- _SHORT PROBLEM_
List each line of the data below that contains the word "bowl".
#### DATA SHOWN
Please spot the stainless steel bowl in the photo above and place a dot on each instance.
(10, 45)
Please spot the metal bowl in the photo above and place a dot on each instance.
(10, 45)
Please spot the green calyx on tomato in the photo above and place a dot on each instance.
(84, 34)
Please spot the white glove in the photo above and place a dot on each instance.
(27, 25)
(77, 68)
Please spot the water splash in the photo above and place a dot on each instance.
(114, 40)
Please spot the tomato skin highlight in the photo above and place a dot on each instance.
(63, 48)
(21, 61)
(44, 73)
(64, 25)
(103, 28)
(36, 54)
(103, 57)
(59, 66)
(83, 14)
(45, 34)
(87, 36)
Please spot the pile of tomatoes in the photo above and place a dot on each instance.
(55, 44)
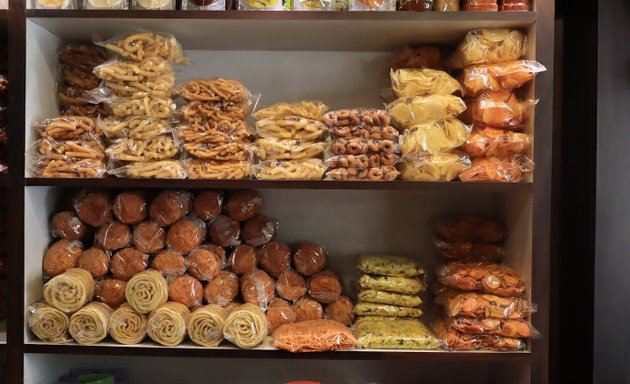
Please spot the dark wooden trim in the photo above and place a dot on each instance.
(154, 350)
(281, 15)
(295, 184)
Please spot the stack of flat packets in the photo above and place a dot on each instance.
(388, 310)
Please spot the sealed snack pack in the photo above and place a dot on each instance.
(489, 46)
(395, 334)
(437, 167)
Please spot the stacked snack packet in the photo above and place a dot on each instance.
(216, 135)
(484, 302)
(138, 85)
(427, 111)
(290, 142)
(491, 77)
(71, 145)
(364, 146)
(388, 308)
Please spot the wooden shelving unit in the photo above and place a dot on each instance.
(317, 44)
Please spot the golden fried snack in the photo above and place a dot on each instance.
(308, 109)
(436, 167)
(89, 324)
(435, 137)
(127, 326)
(354, 146)
(384, 173)
(314, 336)
(86, 168)
(468, 251)
(458, 341)
(308, 169)
(290, 128)
(166, 325)
(364, 132)
(509, 170)
(422, 82)
(217, 111)
(231, 151)
(501, 109)
(493, 77)
(489, 46)
(218, 89)
(47, 323)
(147, 106)
(470, 228)
(164, 169)
(408, 111)
(491, 142)
(494, 279)
(357, 116)
(134, 127)
(270, 149)
(205, 326)
(138, 46)
(82, 56)
(501, 327)
(480, 305)
(423, 57)
(204, 169)
(68, 127)
(69, 291)
(125, 71)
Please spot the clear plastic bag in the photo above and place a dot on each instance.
(490, 46)
(364, 131)
(215, 90)
(494, 77)
(423, 82)
(470, 228)
(512, 169)
(290, 128)
(164, 169)
(372, 5)
(308, 109)
(402, 285)
(491, 142)
(271, 149)
(137, 150)
(458, 341)
(218, 170)
(388, 265)
(408, 111)
(395, 334)
(468, 251)
(308, 169)
(437, 167)
(493, 279)
(357, 116)
(501, 109)
(138, 46)
(480, 305)
(434, 137)
(314, 336)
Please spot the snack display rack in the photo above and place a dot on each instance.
(339, 56)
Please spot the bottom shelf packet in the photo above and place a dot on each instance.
(395, 334)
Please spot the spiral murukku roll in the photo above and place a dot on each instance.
(47, 323)
(246, 326)
(205, 326)
(167, 324)
(146, 291)
(127, 326)
(69, 291)
(89, 324)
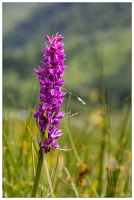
########
- _THE COMPLETED TASK_
Please spot the stainless steel bowl in the photo above and place a dot on each instance.
Please spot the metal bowl in the photo above and place a dot on each instance.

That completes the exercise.